• [Exercise aim]:
Report each line of the records below that holds the word "child".

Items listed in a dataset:

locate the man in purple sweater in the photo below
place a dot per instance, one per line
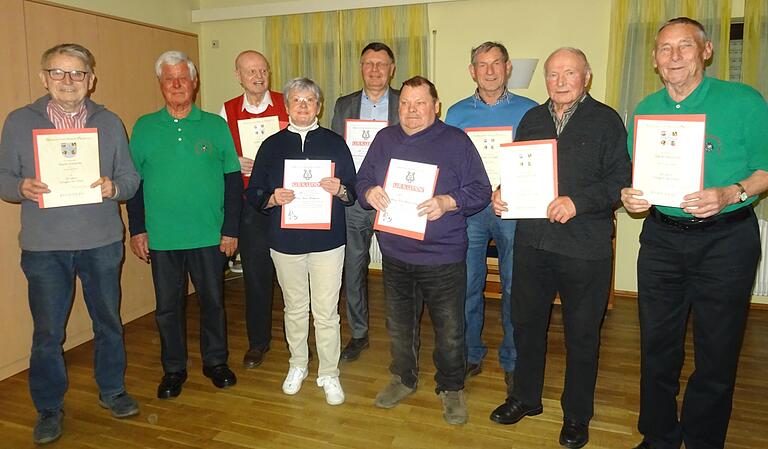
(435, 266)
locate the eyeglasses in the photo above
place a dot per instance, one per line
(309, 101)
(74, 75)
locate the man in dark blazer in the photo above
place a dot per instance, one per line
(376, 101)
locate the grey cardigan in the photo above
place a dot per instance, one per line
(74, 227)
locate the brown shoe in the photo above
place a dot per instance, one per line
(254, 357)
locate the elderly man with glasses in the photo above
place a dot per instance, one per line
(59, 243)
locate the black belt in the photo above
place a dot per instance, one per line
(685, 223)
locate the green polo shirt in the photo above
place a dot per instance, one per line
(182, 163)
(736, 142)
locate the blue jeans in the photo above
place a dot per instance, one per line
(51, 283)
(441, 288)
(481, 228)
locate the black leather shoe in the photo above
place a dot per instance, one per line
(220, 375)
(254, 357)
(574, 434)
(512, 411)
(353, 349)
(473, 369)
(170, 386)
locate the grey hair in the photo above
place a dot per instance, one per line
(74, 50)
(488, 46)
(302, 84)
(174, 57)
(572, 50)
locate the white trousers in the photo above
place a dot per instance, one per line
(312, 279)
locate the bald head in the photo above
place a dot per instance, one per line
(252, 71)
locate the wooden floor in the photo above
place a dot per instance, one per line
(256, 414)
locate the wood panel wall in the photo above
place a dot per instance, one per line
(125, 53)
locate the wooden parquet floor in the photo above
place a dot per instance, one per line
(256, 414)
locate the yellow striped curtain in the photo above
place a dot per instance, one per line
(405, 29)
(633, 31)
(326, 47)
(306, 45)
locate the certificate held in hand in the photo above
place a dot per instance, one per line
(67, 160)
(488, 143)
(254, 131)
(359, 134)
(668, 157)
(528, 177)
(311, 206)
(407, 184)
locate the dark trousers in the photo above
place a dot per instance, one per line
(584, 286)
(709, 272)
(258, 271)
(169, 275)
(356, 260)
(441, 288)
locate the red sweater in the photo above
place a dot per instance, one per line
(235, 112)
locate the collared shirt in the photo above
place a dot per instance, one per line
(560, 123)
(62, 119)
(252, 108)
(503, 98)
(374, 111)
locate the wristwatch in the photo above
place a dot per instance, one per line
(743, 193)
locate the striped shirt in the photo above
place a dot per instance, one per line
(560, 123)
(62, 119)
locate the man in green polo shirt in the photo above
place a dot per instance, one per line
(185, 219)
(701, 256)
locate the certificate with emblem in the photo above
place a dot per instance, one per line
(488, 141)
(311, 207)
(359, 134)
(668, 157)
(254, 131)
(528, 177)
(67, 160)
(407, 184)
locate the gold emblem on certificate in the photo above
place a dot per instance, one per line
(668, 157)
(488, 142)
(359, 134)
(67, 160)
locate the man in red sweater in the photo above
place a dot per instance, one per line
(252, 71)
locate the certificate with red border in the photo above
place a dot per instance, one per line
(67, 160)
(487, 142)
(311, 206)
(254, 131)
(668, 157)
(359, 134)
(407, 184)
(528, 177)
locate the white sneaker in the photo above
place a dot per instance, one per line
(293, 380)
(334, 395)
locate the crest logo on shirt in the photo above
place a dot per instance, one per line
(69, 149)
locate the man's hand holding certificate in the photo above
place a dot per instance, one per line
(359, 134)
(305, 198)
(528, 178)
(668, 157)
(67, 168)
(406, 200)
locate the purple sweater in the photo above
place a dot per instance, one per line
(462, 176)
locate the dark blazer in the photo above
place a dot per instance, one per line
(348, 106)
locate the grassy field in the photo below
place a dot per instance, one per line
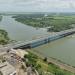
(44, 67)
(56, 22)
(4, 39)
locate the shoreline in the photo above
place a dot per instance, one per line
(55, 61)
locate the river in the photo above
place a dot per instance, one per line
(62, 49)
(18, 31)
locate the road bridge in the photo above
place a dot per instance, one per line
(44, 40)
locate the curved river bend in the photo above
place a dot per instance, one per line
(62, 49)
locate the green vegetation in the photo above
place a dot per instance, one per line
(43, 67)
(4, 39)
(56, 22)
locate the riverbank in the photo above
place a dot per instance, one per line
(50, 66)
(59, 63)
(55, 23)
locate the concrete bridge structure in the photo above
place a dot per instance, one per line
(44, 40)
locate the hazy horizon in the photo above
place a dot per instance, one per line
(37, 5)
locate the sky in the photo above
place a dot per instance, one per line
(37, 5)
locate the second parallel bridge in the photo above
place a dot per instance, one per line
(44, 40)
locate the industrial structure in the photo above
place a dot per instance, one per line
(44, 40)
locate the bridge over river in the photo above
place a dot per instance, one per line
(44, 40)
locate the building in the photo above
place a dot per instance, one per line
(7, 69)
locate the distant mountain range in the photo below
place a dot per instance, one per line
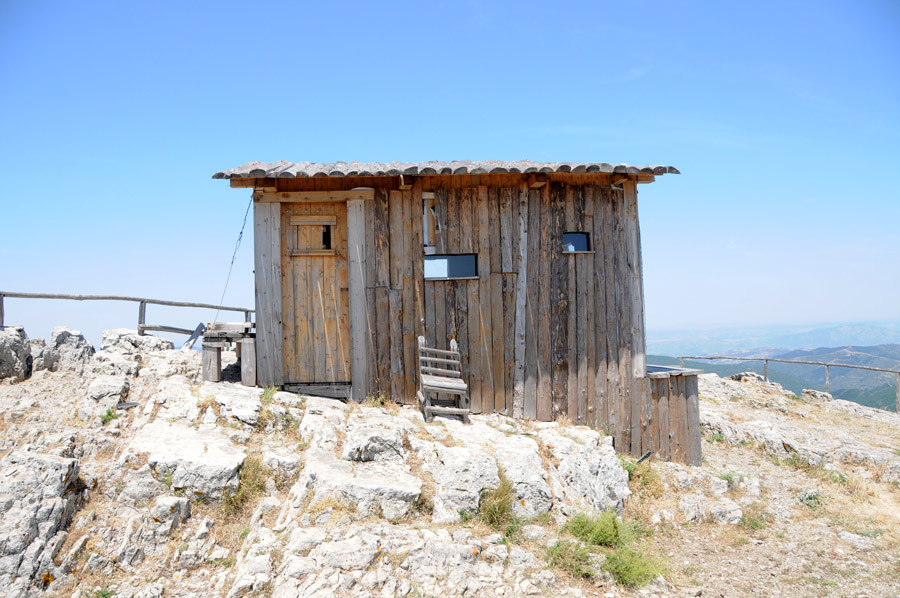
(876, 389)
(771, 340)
...
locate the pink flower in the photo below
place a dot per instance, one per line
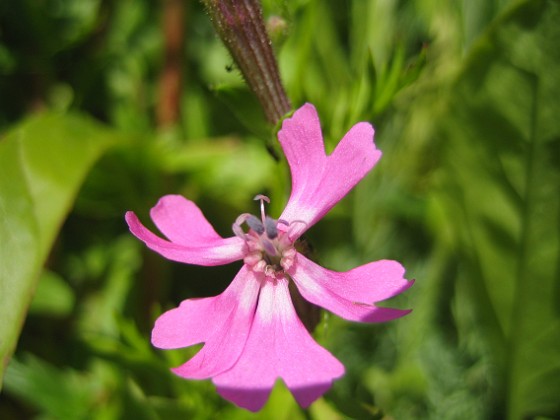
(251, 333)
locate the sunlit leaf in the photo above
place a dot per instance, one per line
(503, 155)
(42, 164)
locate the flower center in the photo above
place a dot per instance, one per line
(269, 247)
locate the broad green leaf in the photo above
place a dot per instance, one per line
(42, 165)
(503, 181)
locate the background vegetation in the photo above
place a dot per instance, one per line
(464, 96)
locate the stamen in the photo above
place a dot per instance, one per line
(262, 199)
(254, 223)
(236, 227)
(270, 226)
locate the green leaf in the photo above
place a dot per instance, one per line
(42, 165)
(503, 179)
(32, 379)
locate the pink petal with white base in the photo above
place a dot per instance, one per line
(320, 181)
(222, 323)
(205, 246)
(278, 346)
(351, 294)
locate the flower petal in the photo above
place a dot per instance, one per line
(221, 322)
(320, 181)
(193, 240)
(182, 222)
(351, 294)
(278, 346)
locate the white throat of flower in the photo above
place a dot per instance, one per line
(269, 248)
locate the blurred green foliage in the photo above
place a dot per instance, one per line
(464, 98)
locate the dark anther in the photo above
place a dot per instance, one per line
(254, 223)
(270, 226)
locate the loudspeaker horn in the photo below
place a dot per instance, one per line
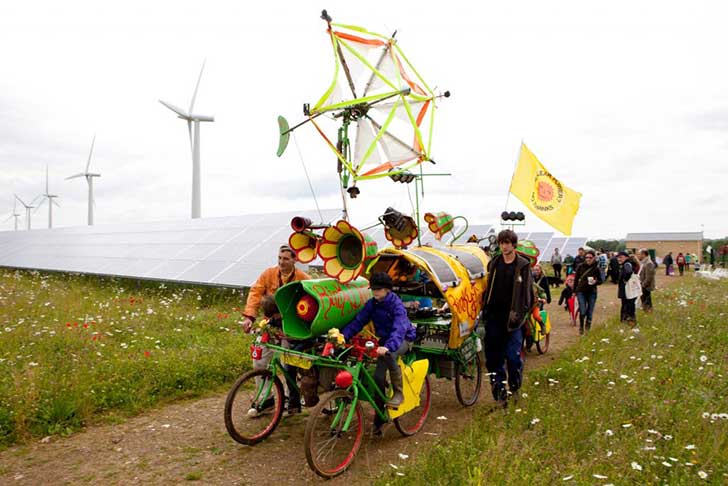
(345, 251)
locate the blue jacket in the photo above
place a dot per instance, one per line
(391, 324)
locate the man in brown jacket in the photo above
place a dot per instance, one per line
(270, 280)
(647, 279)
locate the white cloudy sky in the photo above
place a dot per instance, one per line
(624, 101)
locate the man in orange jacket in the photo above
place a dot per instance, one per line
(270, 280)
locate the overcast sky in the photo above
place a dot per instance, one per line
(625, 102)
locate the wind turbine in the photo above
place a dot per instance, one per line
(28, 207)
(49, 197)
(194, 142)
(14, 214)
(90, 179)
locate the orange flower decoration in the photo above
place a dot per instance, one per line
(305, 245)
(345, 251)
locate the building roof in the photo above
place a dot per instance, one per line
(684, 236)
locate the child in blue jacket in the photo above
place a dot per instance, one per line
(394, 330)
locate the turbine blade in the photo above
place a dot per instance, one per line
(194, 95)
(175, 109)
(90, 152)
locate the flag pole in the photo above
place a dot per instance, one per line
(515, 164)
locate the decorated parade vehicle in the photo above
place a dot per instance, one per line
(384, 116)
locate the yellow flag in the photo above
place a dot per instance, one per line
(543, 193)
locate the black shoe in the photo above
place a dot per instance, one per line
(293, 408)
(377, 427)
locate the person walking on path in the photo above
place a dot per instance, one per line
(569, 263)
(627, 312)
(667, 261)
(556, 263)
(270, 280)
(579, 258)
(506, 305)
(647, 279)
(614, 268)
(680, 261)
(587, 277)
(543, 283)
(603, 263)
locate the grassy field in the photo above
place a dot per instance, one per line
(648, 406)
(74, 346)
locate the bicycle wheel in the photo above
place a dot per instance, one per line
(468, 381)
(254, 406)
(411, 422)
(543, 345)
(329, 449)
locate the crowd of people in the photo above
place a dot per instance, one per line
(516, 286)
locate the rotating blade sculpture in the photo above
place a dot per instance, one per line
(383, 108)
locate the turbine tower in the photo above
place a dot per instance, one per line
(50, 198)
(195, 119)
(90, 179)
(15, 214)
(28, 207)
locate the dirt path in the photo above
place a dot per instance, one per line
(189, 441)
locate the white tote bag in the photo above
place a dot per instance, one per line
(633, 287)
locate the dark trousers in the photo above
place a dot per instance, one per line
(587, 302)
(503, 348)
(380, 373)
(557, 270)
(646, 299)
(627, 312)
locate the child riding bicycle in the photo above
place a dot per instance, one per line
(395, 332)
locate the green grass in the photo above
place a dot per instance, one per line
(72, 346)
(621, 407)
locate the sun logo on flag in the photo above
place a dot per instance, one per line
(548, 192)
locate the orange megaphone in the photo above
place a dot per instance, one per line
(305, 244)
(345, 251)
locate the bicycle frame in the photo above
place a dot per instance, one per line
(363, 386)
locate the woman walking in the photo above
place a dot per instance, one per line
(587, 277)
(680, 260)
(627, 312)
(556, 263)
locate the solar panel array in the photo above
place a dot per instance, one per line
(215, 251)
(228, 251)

• [Solution for this exercise]:
locate the child in blue jacket in the photo above
locate the child riding bicycle in the photo above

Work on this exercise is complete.